### Direction
Rewrite the records from their beginning through the line containing "M923 539L369 504L286", replacing "elephant" with "rhinoceros" and keeping everything else the same. Leave the pictures out.
--- Start ---
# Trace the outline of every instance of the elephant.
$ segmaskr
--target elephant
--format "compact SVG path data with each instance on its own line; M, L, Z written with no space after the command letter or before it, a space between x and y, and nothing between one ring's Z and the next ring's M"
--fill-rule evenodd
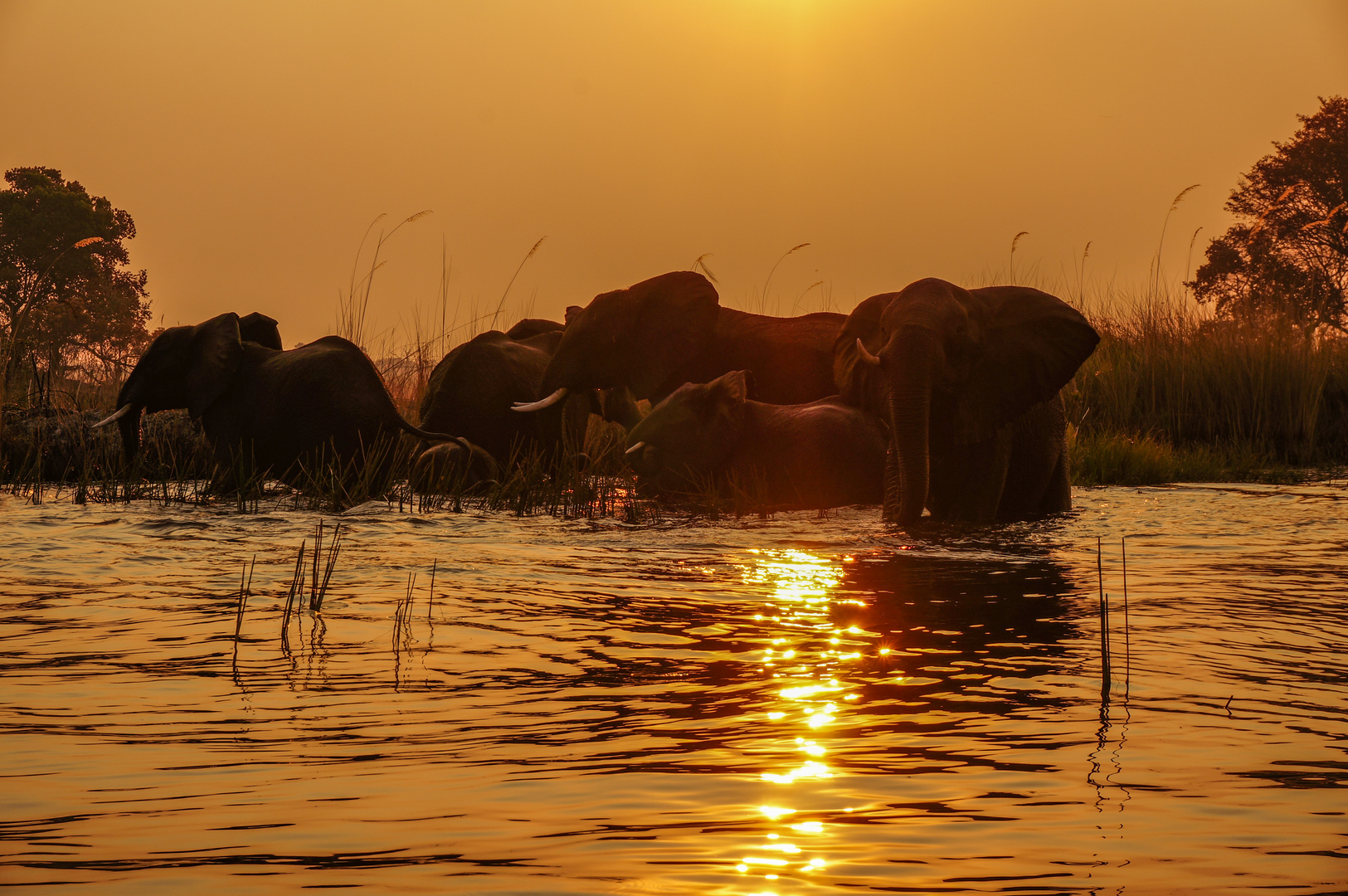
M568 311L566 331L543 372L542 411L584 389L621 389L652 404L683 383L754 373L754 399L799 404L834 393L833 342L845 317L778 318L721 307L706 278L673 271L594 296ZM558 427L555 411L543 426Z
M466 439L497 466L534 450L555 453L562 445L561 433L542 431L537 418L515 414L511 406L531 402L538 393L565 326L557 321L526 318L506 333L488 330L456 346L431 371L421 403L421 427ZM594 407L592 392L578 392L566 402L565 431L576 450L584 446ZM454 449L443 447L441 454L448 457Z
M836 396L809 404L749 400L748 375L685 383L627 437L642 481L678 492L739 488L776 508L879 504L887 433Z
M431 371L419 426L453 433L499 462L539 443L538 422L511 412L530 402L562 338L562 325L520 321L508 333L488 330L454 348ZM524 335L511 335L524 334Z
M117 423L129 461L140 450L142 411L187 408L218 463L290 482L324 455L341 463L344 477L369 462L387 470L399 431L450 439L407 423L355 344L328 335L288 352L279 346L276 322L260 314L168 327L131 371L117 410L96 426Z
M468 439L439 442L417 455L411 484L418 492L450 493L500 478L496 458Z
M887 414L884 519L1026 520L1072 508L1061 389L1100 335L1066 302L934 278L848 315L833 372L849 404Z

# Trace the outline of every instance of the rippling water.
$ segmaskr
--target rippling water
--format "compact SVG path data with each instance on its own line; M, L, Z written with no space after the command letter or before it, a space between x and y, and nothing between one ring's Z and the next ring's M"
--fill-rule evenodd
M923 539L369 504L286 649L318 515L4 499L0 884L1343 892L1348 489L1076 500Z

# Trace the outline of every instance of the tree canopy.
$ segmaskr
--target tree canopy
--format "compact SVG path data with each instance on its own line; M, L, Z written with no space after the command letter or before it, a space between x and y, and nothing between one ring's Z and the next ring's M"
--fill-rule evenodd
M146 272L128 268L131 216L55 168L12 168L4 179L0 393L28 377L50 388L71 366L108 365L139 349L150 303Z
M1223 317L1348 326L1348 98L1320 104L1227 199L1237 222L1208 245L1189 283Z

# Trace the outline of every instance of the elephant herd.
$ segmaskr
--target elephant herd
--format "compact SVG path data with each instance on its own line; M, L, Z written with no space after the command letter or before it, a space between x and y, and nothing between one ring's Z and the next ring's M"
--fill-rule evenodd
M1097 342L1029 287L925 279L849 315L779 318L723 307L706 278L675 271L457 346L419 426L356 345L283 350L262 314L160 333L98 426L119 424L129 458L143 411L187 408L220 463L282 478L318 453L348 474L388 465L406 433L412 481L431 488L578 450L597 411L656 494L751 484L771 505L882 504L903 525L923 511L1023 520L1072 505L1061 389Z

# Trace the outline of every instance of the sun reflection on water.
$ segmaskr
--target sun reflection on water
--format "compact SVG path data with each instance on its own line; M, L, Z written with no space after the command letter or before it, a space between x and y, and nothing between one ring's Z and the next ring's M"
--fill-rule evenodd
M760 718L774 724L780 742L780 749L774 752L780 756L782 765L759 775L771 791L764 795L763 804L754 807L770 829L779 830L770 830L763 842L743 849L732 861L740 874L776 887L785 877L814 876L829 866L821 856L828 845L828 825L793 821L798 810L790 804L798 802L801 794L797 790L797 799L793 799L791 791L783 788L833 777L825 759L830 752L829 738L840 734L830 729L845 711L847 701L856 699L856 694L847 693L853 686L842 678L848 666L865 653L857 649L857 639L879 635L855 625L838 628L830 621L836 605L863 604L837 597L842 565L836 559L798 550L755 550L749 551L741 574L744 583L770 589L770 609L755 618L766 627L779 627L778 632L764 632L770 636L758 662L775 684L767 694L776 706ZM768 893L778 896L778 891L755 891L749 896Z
--- End ---
### Exercise answer
# Trace the outline of every instance of the rhinoceros.
$ segmaskr
--target rhinoceros
--format "compact SVG path data with each instance on its own line; M, L, Z written with no space after the command letter or before it, a space between x and y, and nothing between one ring's Z and the next ring's M"
--fill-rule evenodd
M568 311L566 331L543 372L542 411L584 389L621 389L652 404L683 383L754 373L754 399L799 404L834 393L833 342L845 317L778 318L721 307L706 278L673 271L594 296ZM558 427L555 411L543 426Z
M466 439L497 466L534 450L555 453L562 445L561 433L542 431L537 418L515 414L511 406L531 402L538 393L565 326L557 321L526 318L506 333L488 330L456 346L431 371L421 403L421 427ZM594 407L592 392L578 392L566 402L565 431L576 450L584 446ZM454 449L443 447L441 454L448 457Z
M836 396L809 404L749 400L748 375L685 383L627 437L642 481L678 492L739 488L776 508L879 504L887 433Z
M431 371L419 426L453 433L499 462L539 443L538 422L511 412L530 402L562 338L562 325L520 321L508 333L488 330L454 348ZM524 335L511 335L524 334Z
M117 423L129 461L140 450L142 411L187 408L218 463L290 482L324 455L341 463L344 477L369 462L387 470L399 431L450 439L407 423L355 344L328 335L288 352L279 346L276 322L260 314L168 327L131 371L117 410L96 426Z
M468 439L439 442L417 455L411 484L418 492L450 493L500 478L496 458Z
M887 414L884 519L1026 520L1072 508L1061 389L1100 335L1066 302L934 278L848 315L833 372L849 404Z

# Trace the outline of every instance of the rippling water.
$ segmaskr
--target rippling water
--format "compact SVG path data with each instance on its own line; M, L, Z written with no space after the command letter or before it, a space between x and y, and nothing between one ring's Z and the next ring's M"
--fill-rule evenodd
M923 539L369 504L286 649L318 515L4 499L0 884L1343 892L1348 489L1076 500Z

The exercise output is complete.